Work required >>
Filter the records below, copying every line that contains the word "dark"; case counts.

Supplied entries >>

----------

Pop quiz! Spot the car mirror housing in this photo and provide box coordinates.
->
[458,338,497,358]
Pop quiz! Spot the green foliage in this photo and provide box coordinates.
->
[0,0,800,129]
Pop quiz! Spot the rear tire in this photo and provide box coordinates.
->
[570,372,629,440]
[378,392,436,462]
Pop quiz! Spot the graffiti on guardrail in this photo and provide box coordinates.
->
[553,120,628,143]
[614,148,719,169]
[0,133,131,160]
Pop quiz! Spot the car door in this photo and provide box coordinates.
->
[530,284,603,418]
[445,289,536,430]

----------

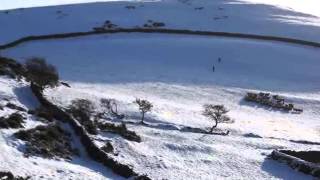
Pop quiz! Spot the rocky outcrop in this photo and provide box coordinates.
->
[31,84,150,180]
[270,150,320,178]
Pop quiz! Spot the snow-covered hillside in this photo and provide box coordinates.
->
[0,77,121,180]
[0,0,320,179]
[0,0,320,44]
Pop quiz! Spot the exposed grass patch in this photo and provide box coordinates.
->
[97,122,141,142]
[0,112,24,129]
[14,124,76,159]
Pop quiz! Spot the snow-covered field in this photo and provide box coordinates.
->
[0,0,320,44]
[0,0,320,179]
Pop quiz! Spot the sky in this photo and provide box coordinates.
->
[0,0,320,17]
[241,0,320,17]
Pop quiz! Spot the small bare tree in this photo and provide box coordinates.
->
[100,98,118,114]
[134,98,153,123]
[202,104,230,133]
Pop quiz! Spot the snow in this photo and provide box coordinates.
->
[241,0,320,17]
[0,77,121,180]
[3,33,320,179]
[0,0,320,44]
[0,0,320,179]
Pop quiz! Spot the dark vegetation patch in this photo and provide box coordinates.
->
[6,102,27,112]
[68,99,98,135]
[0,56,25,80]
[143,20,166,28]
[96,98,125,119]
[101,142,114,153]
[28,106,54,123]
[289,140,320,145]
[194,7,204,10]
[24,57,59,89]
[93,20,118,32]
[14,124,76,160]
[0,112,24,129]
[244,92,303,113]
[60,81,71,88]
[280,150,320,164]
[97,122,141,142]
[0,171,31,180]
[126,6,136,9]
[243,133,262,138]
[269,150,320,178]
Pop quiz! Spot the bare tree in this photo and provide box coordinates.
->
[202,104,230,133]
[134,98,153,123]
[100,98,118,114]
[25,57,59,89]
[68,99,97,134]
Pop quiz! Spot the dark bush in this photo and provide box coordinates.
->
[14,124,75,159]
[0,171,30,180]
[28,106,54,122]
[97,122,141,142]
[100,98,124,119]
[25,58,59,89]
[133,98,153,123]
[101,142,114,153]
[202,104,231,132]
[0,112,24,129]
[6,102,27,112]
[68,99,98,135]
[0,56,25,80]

----------

Result for this exercise >>
Pop quiz! Spot the dark vegetation patch in this photo and provide box coordinates.
Pop quiz! Spot the dark bush in this photo and provide box coordinates.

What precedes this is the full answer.